> Reading passage

"The world is full of magic things, patiently waiting for our senses to grow sharper."
- W. B. Yeats
I am broadly interested in understanding the beautifully complex mechanisms that guide nervous system development. The human brain is made up of billions of neurons that communicate with one another through trillions of specialized connections called synapses. Along with neurons, 50% of the human brain is comprised of a group of cells called glia. I have dedicated my scientific career to understanding how these glial cells- the underdogs of the neuroscience community - instruct proper nervous system assembly and function.
To do that, I take advantage of multiple model systems (zebrafish, fly, and mouse) to understand the evolutionarily conserved mechanisms used by glia to guide assembly, maintenance, and function of the nervous system in health and disease. My long-term goal is to use this information to better inform therapies for neurodevelopmental and neurodegenerative disorders. Outside of the lab, I enjoy gardening, baking, trying new restaurants, and taking long walks with my pups.
Undergraduate Research Assistant
I am deeply fascinated by neurodegenerative diseases, and once I was made aware of the function of glia (as well as how little is known about their role in the nervous system), my interest became focused on these enigmatic cells. Although I am only beginning to dip my feet into this field, my curiosity encompasses the regulation of glial cells’ supportive & growth-inducing functions, the mechanisms for how glia induce numerous types of changes in neurons, and how these factors have a larger effect on nervous system health/function. Outside of the lab, I enjoy playing piano (I have been playing for 16 years!), baking, taking swing dancing classes, and roller skating!

> Apply what you read
#1 Summarize the profiles above in two sentences.
#2 Answer these questions from the profiles above.
(a) What share of the human brain is made up of glia?
(b) Which three model systems does the first profile name?
(c) For how many years has the undergraduate research assistant been playing piano?

[Region pointing data]

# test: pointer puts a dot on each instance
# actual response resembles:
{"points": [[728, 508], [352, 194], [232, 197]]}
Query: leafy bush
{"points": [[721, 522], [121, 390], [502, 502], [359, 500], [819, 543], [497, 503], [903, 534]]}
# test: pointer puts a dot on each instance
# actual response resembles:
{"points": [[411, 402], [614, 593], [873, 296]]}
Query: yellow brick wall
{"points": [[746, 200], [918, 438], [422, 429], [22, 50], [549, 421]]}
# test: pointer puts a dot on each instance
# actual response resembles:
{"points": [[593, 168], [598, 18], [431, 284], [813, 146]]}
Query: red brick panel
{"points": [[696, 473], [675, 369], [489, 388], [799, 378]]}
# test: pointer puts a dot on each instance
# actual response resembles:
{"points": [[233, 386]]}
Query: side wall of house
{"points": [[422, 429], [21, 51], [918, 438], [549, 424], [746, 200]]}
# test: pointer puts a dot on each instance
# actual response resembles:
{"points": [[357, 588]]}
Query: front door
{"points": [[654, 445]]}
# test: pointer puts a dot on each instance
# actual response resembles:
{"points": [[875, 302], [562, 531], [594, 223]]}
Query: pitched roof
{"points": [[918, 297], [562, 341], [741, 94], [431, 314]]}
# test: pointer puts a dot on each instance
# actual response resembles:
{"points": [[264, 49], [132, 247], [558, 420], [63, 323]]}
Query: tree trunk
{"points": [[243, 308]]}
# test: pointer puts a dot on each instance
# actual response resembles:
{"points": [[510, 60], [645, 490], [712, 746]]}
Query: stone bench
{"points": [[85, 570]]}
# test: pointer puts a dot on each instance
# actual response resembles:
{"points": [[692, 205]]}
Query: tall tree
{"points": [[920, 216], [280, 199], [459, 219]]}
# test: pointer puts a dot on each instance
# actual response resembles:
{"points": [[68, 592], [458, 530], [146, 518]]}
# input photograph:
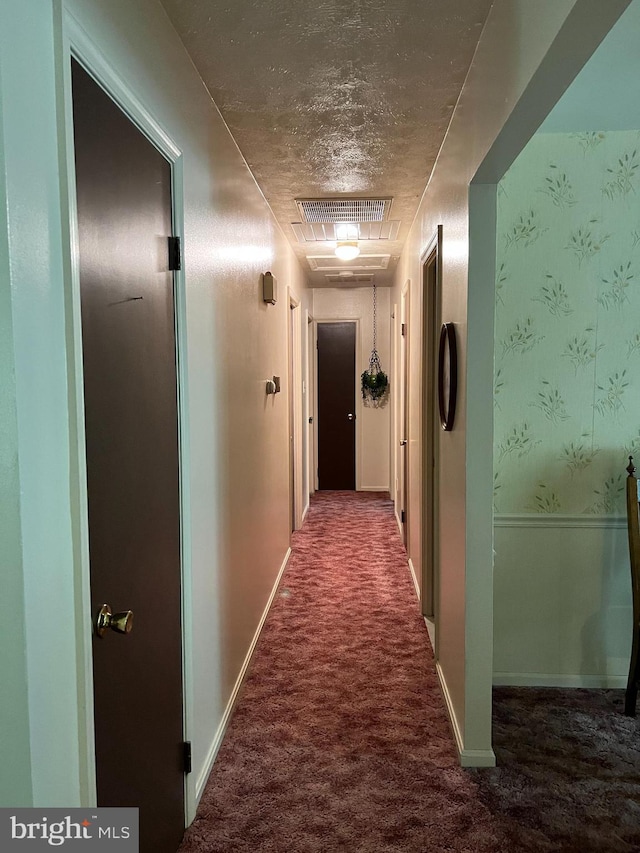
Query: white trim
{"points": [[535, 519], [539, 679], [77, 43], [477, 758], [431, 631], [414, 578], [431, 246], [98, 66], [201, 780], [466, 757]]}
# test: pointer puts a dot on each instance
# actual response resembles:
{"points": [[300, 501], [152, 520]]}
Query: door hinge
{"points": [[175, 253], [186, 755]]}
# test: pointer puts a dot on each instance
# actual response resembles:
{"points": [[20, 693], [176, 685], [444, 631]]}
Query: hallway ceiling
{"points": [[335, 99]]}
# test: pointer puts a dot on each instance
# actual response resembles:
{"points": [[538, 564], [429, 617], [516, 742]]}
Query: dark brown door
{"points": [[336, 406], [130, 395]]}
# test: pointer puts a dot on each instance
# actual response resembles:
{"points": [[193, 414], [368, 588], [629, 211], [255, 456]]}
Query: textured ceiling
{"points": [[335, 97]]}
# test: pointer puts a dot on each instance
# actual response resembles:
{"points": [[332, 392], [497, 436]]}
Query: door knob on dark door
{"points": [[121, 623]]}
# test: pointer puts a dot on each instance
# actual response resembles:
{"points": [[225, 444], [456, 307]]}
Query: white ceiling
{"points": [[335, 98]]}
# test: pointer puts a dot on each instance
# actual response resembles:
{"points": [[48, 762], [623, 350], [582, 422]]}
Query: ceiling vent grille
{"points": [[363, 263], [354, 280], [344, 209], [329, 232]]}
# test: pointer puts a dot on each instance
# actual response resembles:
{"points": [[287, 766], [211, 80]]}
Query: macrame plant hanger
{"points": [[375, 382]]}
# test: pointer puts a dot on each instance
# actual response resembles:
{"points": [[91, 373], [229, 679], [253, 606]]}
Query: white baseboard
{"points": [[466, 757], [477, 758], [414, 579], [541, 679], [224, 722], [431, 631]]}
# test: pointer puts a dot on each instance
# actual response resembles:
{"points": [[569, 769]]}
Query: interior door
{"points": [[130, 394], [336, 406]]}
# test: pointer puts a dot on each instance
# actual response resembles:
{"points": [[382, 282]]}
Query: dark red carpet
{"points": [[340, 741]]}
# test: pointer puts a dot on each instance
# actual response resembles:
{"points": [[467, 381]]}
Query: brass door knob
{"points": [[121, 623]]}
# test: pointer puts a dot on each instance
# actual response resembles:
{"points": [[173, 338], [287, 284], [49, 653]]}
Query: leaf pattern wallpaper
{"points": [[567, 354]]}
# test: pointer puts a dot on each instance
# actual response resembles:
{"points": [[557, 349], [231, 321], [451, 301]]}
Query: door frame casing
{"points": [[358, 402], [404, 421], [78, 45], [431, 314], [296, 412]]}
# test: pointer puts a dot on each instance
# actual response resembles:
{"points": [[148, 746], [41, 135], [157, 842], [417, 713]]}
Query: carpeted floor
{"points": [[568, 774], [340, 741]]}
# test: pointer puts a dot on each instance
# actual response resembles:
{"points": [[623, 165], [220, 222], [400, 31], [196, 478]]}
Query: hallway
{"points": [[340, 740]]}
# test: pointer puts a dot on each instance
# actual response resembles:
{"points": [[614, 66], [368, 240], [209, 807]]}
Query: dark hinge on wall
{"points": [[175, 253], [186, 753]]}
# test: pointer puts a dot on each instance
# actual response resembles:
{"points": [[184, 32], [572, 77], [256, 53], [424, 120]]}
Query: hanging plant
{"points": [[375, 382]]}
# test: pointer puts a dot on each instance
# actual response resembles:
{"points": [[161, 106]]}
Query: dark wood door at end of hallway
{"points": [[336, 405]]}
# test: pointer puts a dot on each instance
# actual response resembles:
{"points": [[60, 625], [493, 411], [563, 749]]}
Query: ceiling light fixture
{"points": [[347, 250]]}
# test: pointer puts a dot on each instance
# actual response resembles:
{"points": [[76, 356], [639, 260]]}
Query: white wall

...

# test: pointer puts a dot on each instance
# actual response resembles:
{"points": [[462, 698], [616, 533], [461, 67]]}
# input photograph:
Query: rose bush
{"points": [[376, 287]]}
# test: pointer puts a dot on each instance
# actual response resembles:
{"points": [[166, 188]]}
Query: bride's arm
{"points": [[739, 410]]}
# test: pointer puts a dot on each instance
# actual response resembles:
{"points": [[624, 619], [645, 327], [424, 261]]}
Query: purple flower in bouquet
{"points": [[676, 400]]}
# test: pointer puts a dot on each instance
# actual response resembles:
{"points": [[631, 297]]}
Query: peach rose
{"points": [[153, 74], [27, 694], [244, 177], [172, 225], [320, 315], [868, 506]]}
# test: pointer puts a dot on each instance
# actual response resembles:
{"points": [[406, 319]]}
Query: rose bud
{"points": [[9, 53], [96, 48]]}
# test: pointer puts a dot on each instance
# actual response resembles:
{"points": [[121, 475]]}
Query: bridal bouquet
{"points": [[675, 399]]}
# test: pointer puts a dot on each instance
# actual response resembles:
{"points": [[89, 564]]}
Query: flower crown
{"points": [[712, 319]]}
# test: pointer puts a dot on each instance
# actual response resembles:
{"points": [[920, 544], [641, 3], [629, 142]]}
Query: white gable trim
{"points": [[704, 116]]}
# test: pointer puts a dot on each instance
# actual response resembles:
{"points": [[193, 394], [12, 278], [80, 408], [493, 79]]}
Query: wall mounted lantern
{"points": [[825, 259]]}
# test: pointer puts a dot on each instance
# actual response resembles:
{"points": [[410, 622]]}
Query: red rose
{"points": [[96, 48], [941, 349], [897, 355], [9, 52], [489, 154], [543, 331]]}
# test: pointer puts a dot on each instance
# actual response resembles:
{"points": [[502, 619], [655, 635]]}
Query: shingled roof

---

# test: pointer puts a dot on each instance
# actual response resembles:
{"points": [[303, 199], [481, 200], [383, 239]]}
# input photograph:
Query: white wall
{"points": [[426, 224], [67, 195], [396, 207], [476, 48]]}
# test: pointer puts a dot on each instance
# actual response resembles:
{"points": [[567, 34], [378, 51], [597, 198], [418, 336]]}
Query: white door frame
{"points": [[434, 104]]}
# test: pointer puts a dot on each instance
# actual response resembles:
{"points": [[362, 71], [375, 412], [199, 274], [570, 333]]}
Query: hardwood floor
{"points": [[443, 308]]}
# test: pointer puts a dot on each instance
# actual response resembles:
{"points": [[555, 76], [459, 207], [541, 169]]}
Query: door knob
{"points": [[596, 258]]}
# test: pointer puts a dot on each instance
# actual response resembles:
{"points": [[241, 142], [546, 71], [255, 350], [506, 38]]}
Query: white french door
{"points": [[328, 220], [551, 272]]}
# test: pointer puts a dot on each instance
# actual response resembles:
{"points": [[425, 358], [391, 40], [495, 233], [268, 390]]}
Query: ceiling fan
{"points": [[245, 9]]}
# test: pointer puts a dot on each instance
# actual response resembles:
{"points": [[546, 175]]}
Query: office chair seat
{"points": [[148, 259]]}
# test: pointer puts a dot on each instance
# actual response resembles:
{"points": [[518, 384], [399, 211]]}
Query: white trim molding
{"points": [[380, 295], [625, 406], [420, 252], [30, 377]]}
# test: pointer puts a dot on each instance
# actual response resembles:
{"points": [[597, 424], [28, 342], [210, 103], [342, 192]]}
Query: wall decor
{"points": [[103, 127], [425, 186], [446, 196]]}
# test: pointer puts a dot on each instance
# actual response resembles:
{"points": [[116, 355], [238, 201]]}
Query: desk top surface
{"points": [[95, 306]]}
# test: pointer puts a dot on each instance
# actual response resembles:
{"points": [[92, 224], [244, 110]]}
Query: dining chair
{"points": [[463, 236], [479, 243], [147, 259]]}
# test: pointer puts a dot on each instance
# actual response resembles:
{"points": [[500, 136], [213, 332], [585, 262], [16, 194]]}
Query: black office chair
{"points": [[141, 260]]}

> Answers to the problems
#1 The first profile describes a researcher who uses zebrafish, fly, and mouse to study how glia, which make up 50% of the human brain, guide the assembly, maintenance, and function of the nervous system, with the long-term goal of better informing therapies for neurodevelopmental and neurodegenerative disorders. The second profile, from an undergraduate research assistant, describes a fascination with neurodegenerative diseases that became focused on glia, including their supportive and growth-inducing functions and the ways they induce changes in neurons.

#2
(a) 50%
(b) Zebrafish, fly, and mouse
(c) 16 years